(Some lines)
····················

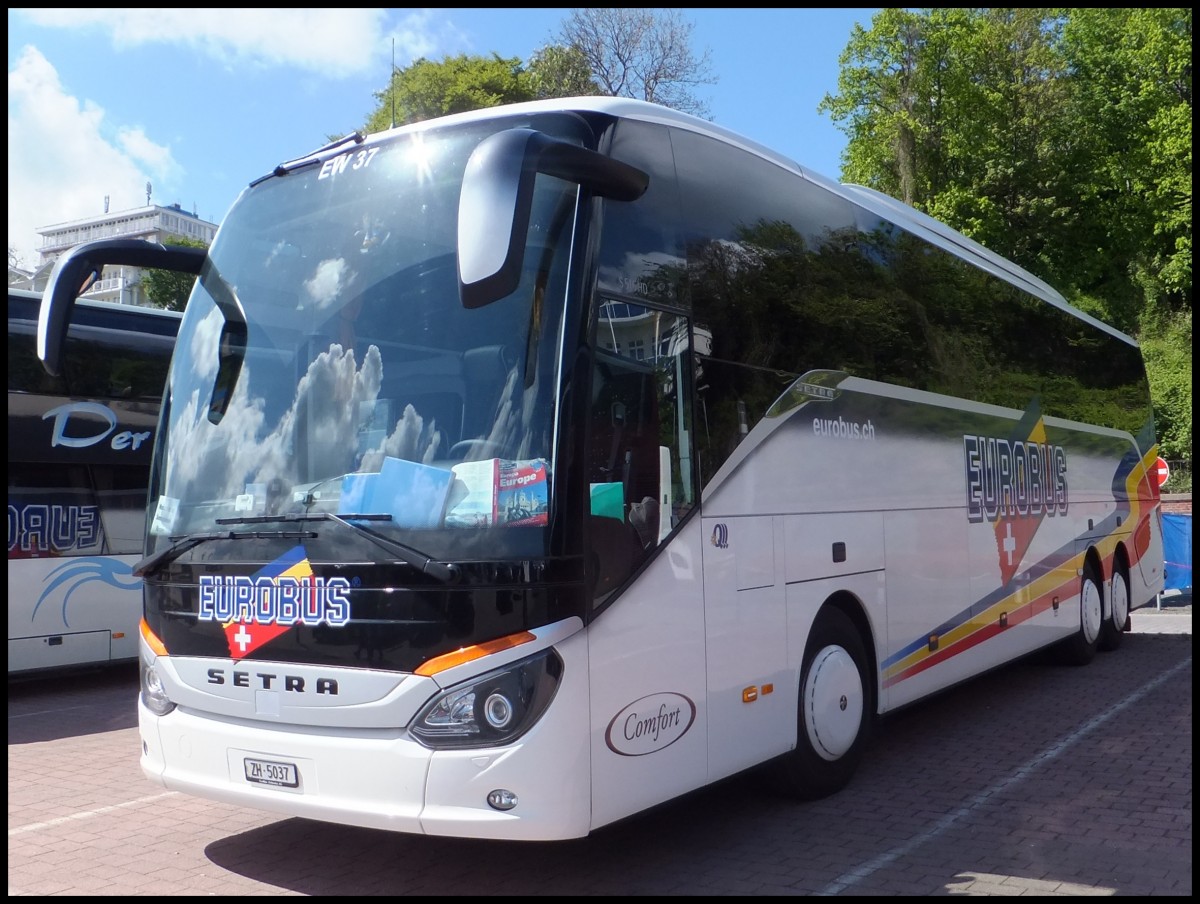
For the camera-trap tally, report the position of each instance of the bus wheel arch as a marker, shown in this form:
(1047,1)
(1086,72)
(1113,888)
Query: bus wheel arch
(1116,604)
(835,707)
(1080,647)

····················

> **Written problem**: Copy out all the lines above word for word, leaving out any pictures.

> **Result of the exercise**:
For the camera-trap tally, report the position of each instance of the bus wheel arch as a marker, shown in this form:
(1047,1)
(1086,72)
(1113,888)
Query: bus wheel arch
(1116,604)
(835,707)
(1080,647)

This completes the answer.